How to complete this task:
The output should be limited to the line holding "find the sky in the photo above" and the lines after it through the end of the entries, each restated exactly.

^^^^^^^^^^^^^^^^

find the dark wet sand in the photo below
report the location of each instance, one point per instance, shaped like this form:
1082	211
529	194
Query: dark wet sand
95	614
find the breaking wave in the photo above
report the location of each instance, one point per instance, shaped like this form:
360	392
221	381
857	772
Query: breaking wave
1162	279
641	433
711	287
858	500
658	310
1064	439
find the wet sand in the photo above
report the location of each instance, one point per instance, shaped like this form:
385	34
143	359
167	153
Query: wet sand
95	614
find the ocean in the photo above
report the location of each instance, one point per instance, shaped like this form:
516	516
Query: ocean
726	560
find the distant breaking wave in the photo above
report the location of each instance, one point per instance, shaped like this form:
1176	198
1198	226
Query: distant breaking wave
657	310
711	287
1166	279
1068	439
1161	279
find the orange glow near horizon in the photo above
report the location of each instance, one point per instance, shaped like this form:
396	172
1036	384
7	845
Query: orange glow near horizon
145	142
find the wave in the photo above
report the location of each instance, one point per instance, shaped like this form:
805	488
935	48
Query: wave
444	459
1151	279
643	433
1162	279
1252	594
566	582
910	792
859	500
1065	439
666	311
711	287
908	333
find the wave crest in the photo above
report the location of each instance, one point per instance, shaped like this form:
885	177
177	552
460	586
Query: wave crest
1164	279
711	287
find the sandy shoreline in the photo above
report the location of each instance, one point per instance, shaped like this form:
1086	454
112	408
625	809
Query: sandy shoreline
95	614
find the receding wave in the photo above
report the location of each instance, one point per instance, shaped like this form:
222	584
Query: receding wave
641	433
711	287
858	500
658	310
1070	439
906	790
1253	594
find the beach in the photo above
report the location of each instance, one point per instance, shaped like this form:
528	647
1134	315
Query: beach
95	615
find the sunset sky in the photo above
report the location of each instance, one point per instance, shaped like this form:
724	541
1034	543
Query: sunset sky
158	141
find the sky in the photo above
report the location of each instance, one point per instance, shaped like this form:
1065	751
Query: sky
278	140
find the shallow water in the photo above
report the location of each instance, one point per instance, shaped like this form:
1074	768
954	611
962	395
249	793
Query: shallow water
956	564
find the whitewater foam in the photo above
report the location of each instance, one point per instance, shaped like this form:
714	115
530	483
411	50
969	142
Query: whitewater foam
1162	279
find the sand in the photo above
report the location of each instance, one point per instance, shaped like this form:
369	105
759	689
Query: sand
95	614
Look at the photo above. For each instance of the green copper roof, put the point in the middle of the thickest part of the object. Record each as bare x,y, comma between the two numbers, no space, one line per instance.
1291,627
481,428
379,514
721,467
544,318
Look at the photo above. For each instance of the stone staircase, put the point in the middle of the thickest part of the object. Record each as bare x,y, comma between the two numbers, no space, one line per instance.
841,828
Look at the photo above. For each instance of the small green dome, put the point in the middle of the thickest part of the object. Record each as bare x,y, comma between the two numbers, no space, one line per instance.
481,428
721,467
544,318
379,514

^^^^^^^^^^^^^^^^

Completed exercise:
find the sky in the photo above
report the location of each instance, one point per instance, shaped like this form:
1065	751
Query: sky
278	140
find the shallow water in the photo above
report the location of each instance, one point per instance, shaped like this form:
1074	768
954	611
962	395
249	793
Query: shallow water
956	564
find the whitewater foam in the photo above
report the location of each instance, one point per instance, shaped like this form:
714	115
530	483
411	50
969	142
Query: whitewater foam
1162	279
find the sand in the photo above
report the location of each instance, one point per instance, shaped like this form:
369	105
759	689
Query: sand
95	614
Look at the photo above. For each instance of the green copper roof, put the point in the middle of the thickest part of the object. Record each as bare x,y, comma between the two numbers, no space, one line per instance.
1291,627
481,428
379,514
721,467
544,318
Look at the photo above. For each instance of the stone staircase, put the point in the middle of the thickest part of the object. Record each as bare x,y, comma between the two numbers, no space, one line per instance.
841,828
Look at the photo above. For each instance of the small green dome, put the point in the middle of the thickest part of the object. Record each as bare x,y, comma between the two numbers, no space, one line per instance.
481,428
721,467
544,318
379,514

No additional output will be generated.